▸ Description of the task: In the thread about white dots on driftwood and glass, what check does monkeyfish propose for telling limpets from nerite eggs?

# White dots on driftwood and glass - ID please?



## rach3121 (Sep 10, 2009)

I went on holiday back in November and came home to white spots growing on my driftwood and glass. They're tiny and hard and can be scraped off with a fingernail. On the glass some of these spots are an oval shape with a darker centre. 

Is it an algae? I've had someone suggest snails but have not seen any snails, even tiny ones in my tank or on plants. 

This is the best photo I could get of it.


----------



## dmattbfan5 (Sep 11, 2011)

Hmmmmm, I have a 55 that was setup for 4 years with 0 snails. I decided to buy 4 nerites to help with overall hygeine of the tank, and after a month started getting white spots on my driftwood and glass that look similar to yours. All of mine come off with a fingernail too. Nerites are not small by any means, so I assume you would've seen them by now. I'm not sure what else it could be other than that. Sorry I'm no help to you!


----------



## wearsbunnyslippers (Dec 6, 2007)

they also look like nerite eggs to me...


----------



## sketch804 (Mar 2, 2011)

+1 for nertil eggs...mine lay 100s of them..they are hard to remove esp off driftwood..


----------



## rach3121 (Sep 10, 2009)

Okay, I'm stumped then. I haven't seen snails and have torn this tank apart in search of what could be doing this. Is it possible the snails burrow in to the gravel so I might miss them? Any way of getting rid of the eggs if that's what it is?


----------



## monkeyfish (Jul 5, 2010)

First guess would be Nerite eggs, but since you don't have any...i'm going to say they are limpets. Check the "what's that bug" sticky in the inverts forum.


----------



## rach3121 (Sep 10, 2009)

Monkeyfish - thank you! I looked at that thread and the photos of limpets and I think that's what they are.

Rach


----------



## monkeyfish (Jul 5, 2010)

Glad to help. 

Edit: I just thought of a way you can tell for sure. Make a small mark on the glass with a marker right where one of these spots is. If it moves it's limpets, if it's in the same place tomorrow then you have nerites hiding in your tank somewhere.


----------



## rach3121 (Sep 10, 2009)

Thanks, I'll do that.


----------



## rach3121 (Sep 10, 2009)

They did move... so it seems I have Limpets!


----------



## stewardwildcat (Feb 24, 2010)

Limpets are great and seem to come and go in my tank too.


----------

▸ Data extract:

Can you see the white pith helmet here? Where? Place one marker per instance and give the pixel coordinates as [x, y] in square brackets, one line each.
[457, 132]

▸ Answer for the task: Mark the glass with a marker right where one of the spots is: if the spot moves, it's limpets, and if it's still there the next day, there are nerites hiding in the tank.